- _EXERCISE TASKS_:
1. Retype the part of the Title III suppression passage that opens with the words containing "Congress could easily" and closes with "Sess., 96 (1968).".
2. From the Title III suppression passage, render the sentence "But no such limitation appears." in Spanish.
3. Based on the Title III suppression passage, explain in one to three sentences why the suppression remedy is taken to cover violations of every provision of the chapter rather than only "central" ones.

- _PAGE TEXT_:
_ _ _ _ _
Congress could easily have given the judiciary discretion to apply the suppression remedy only for violations of "central" statutory provisions by using language such as "unlawfully intercepted in violation of important requirements of this chapter" in § 2518 (10) (a). But no such limitation appears. Further, the legislative history of Title III emphasizes Congress' intent to enforce every provision of the Title with the remedy provided in §§ 2515 and 2518 (10) (a). The Senate Report which accompanied Title III to the Congress states that "Section 2515 . . . imposes an evidentiary sanction to compel compliance with the other prohibitions of the chapter," and that § 2518 (10) (a) together with § 2515 "applies to suppress evidence directly . . . or indirectly obtained in violation of the chapter." S. Rep. No. 1097, 90th Cong., 2d Sess., 96 (1968).
_ _ _ _ _
- _DATA RECORDS_:
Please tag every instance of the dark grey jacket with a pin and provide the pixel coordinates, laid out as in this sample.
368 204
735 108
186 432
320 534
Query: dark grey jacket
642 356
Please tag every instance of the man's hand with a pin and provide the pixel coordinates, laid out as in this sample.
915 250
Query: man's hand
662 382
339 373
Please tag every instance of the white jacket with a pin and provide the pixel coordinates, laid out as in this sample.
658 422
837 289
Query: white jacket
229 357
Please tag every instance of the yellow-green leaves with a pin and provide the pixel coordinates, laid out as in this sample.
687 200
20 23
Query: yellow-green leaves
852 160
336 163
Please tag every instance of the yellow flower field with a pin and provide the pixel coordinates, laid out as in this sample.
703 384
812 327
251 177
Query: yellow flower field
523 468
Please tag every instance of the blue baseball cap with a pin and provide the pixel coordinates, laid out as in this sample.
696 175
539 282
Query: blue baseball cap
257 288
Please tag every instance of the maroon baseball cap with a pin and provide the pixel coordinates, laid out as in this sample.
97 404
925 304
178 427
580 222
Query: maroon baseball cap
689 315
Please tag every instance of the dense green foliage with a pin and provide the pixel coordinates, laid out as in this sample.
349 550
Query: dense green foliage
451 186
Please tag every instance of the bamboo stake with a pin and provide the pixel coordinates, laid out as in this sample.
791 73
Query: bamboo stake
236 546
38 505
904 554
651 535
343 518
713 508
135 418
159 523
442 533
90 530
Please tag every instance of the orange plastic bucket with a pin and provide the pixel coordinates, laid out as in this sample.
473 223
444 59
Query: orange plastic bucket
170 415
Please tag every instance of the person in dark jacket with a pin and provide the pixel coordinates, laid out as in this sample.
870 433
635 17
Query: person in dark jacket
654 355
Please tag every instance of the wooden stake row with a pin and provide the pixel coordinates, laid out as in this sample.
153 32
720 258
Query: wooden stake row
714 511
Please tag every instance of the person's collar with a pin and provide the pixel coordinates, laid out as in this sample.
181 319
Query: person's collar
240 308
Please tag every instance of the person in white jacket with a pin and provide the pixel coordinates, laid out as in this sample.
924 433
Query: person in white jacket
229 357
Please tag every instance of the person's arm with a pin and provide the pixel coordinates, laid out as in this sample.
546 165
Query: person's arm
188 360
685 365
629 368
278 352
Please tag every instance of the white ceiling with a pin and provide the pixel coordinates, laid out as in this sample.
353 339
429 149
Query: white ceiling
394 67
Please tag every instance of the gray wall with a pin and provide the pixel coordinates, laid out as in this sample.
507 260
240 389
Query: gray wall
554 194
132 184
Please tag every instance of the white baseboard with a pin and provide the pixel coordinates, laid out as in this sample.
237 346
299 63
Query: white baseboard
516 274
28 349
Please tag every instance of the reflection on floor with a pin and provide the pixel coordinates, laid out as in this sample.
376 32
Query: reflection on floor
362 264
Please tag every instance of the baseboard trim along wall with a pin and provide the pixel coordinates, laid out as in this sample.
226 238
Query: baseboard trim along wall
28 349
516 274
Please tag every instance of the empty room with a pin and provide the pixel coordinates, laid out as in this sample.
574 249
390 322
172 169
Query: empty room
_ _ _ _ _
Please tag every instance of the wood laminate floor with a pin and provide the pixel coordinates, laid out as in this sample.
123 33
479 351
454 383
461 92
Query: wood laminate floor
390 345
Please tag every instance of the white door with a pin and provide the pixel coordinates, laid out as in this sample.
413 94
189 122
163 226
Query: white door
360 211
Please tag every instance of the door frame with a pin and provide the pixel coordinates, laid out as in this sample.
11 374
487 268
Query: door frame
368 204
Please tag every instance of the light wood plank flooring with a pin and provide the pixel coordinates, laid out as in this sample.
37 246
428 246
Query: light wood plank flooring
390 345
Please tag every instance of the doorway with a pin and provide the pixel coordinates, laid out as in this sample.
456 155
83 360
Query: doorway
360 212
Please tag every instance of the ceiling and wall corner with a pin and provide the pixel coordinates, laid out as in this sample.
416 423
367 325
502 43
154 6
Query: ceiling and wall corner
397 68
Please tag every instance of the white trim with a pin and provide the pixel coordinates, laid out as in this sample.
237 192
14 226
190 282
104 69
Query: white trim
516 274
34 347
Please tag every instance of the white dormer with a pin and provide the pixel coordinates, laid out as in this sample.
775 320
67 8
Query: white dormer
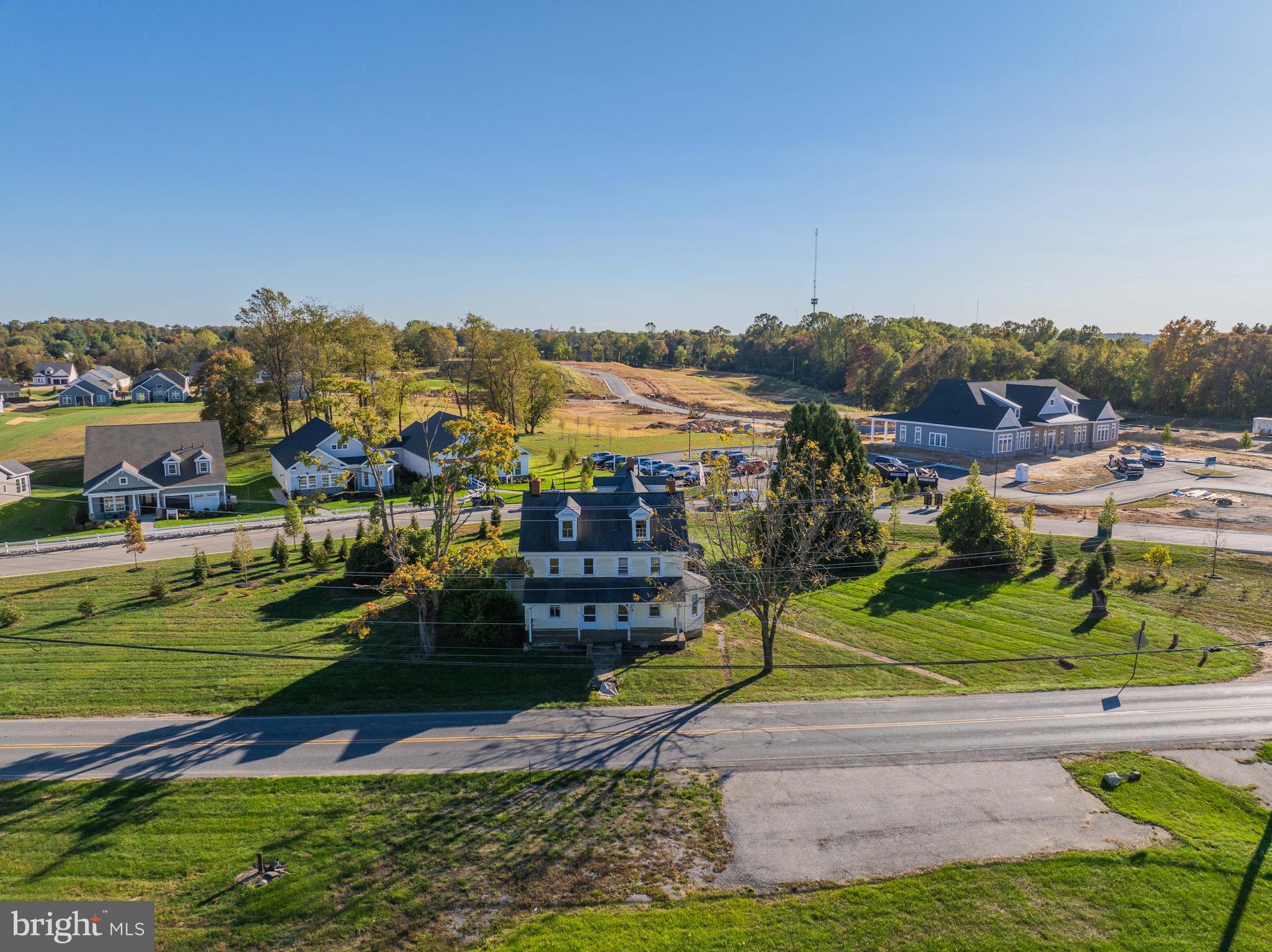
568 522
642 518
_ _ _ _ _
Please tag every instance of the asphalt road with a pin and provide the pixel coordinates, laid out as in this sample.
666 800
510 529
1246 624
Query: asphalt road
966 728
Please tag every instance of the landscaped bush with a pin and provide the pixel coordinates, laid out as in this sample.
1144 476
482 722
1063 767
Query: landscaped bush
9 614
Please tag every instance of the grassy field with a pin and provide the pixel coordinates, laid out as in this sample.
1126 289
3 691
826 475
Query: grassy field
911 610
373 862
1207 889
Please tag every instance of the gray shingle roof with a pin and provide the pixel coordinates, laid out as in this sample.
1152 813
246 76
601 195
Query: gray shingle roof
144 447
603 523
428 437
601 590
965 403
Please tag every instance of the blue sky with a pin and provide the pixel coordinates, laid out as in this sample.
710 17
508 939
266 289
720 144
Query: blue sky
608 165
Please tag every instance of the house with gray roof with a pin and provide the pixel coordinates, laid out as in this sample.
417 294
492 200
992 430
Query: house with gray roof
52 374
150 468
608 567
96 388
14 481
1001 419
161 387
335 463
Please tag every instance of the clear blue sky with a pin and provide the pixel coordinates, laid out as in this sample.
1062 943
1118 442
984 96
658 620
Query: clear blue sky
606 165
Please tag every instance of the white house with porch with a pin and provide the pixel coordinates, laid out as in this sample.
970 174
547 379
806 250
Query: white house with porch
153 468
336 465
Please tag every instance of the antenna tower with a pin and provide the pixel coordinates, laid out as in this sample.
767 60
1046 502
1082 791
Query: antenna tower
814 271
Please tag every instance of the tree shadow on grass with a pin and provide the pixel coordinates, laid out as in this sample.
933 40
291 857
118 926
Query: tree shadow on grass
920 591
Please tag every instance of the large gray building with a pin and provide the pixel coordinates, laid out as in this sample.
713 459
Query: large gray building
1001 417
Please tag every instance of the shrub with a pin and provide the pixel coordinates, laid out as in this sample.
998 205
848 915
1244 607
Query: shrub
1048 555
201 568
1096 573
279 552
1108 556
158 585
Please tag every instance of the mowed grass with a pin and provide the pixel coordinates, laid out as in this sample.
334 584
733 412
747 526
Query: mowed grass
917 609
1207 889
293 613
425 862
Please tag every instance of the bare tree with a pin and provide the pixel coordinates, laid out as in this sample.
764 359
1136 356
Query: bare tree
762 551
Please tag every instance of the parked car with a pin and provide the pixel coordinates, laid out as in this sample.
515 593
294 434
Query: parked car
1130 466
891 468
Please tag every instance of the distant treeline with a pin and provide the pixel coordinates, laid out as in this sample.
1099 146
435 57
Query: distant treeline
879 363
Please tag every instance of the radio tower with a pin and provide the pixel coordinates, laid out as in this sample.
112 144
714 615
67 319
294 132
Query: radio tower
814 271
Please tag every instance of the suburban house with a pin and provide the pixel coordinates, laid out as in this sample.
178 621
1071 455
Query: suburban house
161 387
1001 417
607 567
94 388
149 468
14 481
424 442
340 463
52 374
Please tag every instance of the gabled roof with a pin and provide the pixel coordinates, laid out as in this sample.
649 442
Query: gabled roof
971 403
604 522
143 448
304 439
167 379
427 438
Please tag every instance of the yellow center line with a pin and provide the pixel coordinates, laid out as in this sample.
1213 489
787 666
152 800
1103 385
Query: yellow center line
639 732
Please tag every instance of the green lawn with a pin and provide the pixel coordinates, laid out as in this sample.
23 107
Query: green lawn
_ _ _ _ _
- _RESPONSES IN ORDER_:
1.
Congress could easily have given the judiciary discretion to apply the suppression remedy only for violations of "central" statutory provisions by using language such as "unlawfully intercepted in violation of important requirements of this chapter" in § 2518 (10) (a). But no such limitation appears. Further, the legislative history of Title III emphasizes Congress' intent to enforce every provision of the Title with the remedy provided in §§ 2515 and 2518 (10) (a). The Senate Report which accompanied Title III to the Congress states that "Section 2515 . . . imposes an evidentiary sanction to compel compliance with the other prohibitions of the chapter," and that § 2518 (10) (a) together with § 2515 "applies to suppress evidence directly . . . or indirectly obtained in violation of the chapter." S. Rep. No. 1097, 90th Cong., 2d Sess., 96 (1968).

2. Pero no aparece ninguna limitación de ese tipo.

3. Section 2518 (10) (a) contains no limiting language such as "unlawfully intercepted in violation of important requirements of this chapter," although Congress could easily have written it that way. The legislative history also shows Congress' intent to enforce every provision with this remedy. The Senate Report says § 2515 imposes an evidentiary sanction to compel compliance with the other prohibitions of the chapter and, together with § 2518 (10) (a), applies to suppress evidence obtained in violation of the chapter.